• [GIVEN REQUEST 1] Count the lines in the records below that contain the word "white", treating uppercase and lowercase as different. Give only the number.
━━━ DOCUMENT SECTION
[opendtv] Re: Digital TV Finds It Hard to be Free

  • From: "John Willkie" <johnwillkie@xxxxxxxxxx>
  • To: <opendtv@xxxxxxxxxxxxx>
  • Date: Thu, 14 Oct 2004 23:32:49 -0700

Barry;

Could you explain how to accomplish the government-mandated transition to
digital broadcasting without the temporary loan of a second channel?  Has
any other country tried something different?

There's extensive comments and analysis by the FCC that may assist you in
answering this in the FCC 1990's proceedings.

I've heard similar arguments to yours from William Safire at the NY Times
and elsewhere.  I find them to be without technical or economic merit, but
maybe I missed something important.

Here's two alternatives: no on-air dtv facilities one night, everybody
transmitting analog.  Wake up the next morning and no analog facilities, all
digital operating using the same transmitters.  (very ugly results at home
and station.)

At the other extreme:  no digital TV.

The phased transition (with the top 30 market "front-load") seemed at the
time like a middle road.

We're amidst the transition.  If we had to do it all over again, what
lessons can we derive from the U.S., U.K., Berlin, Canada, Taiwan and Korean
experiences.  Canada is an interesting point: mandated HDTV, no announced
analog cut off.

Might be an interesting exercise for one and all.
━━━━━━
• [GIVEN REQUEST 2] Continue the mailing-list post about the digital TV transition above from where it stops.
━━━ DATA PROVIDED
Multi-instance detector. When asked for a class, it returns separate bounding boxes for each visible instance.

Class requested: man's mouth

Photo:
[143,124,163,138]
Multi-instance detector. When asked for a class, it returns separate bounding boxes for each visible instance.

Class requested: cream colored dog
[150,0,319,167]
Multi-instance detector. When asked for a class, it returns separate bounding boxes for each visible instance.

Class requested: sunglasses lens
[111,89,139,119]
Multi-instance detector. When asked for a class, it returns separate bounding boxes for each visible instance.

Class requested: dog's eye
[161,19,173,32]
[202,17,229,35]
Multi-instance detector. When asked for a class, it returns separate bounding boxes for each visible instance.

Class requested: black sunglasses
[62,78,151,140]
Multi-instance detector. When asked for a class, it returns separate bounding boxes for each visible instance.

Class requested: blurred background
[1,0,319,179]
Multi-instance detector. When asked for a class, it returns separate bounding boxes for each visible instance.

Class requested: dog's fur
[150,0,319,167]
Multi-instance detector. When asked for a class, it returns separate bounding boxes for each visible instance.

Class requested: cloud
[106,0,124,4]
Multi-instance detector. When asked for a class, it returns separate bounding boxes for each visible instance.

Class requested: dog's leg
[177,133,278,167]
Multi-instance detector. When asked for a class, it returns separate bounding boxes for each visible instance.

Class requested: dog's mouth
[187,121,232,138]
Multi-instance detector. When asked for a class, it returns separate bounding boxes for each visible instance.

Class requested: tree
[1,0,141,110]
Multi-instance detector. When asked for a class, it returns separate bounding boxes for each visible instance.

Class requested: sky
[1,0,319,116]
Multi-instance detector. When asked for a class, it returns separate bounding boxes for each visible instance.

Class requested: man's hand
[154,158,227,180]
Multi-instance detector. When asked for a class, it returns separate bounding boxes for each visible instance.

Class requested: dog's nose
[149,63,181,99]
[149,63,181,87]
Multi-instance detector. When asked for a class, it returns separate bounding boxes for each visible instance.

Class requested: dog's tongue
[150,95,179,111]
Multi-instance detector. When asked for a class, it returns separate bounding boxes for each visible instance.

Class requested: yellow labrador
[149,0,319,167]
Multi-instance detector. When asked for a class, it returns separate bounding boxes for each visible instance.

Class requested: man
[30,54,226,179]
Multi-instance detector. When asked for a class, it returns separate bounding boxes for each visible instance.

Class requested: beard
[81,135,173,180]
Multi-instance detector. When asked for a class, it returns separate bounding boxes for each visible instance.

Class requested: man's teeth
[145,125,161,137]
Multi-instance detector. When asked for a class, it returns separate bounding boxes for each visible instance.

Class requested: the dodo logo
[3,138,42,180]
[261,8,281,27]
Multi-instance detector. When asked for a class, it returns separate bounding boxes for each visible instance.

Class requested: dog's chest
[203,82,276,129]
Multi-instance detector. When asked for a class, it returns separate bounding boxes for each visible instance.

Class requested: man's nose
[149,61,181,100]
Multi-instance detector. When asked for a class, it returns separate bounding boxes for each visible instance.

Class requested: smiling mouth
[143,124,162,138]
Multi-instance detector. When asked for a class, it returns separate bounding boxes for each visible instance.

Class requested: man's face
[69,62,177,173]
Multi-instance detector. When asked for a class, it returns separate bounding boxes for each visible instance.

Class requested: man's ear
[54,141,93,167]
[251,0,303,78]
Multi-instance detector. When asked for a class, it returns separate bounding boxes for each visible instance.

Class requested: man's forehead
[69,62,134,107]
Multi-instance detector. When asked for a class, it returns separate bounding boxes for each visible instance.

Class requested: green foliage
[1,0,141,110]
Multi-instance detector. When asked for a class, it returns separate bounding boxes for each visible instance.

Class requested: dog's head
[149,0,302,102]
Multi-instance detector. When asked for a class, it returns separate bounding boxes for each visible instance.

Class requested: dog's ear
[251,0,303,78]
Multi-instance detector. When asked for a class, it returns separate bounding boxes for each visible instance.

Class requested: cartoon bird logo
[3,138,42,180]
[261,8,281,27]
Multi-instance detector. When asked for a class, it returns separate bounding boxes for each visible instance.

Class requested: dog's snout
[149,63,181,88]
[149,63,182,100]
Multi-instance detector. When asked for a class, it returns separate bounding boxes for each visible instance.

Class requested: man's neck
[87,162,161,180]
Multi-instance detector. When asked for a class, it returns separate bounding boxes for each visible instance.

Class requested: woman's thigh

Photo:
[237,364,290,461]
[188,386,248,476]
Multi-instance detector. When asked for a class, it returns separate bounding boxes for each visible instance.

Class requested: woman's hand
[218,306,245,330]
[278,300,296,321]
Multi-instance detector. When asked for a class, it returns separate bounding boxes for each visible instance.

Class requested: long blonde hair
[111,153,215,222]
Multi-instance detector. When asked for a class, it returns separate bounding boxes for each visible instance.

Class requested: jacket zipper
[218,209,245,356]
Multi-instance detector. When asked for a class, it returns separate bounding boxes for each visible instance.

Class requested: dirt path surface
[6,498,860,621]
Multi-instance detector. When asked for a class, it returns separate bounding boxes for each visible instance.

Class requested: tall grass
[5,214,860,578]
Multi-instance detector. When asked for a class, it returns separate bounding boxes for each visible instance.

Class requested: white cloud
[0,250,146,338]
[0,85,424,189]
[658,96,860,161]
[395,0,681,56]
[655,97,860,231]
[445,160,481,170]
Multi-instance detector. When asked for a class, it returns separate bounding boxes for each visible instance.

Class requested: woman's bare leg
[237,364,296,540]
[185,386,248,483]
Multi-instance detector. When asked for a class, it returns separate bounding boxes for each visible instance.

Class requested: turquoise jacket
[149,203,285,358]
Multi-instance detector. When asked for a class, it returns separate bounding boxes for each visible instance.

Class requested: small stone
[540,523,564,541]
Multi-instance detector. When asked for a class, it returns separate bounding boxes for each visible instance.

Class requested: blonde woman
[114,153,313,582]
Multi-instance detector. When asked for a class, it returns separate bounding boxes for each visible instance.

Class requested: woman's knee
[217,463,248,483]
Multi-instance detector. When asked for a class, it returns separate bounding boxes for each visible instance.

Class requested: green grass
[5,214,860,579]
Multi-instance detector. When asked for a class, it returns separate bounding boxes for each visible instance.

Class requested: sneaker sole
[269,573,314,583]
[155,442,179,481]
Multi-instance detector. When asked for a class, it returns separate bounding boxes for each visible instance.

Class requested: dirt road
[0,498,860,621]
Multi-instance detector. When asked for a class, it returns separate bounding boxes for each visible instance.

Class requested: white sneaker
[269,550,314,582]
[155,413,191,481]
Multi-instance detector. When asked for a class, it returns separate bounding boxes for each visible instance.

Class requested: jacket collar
━━━━━━
• [REPLY 1] 2

• [REPLY 2]
John Willkie

-----Original Message-----
From: opendtv-bounce@xxxxxxxxxxxxx
[mailto:opendtv-bounce@xxxxxxxxxxxxx]On Behalf Of DISMO@xxxxxxx
Sent: Thursday, October 14, 2004 8:01 PM
To: opendtv@xxxxxxxxxxxxx
Subject: [opendtv] Re: Digital TV Finds It Hard to be Free


In a message dated 10/14/2004 9:35:54 AM Pacific Standard Time,
johnwillkie@xxxxxxxxxx writes:
Who is going to read this, when it includes "The push for digital TV
originated with broadcasters as a quest for a marketing edge-a way to endow
over-the-air offerings with features
like multicasting and on-demand programming and thus better compete"
Marketing edge?  I thought the marketing types only got involved AFTER the
spec was adopted!
Where does she get "originated with broadcasters" ???   Broadcasters had to
be dragged kicking and screaming into DTV. It took 6MHz of free bandwidth to
convince them. Cable providers have only recently and very reluctantly began
making room for digital. "There's no market for this, no revenue stream . .
." Of
all the industries involved in the changeover to DTV, only consumer
electronics makers and satellite services saw the potential. So did the porn
industry -
the unacknowledged silent partner in technological advancement. Pornsters
jumped into DVD way before the Hollywood studios did. Video-on-demand? Can
you
say "adult entertainment?"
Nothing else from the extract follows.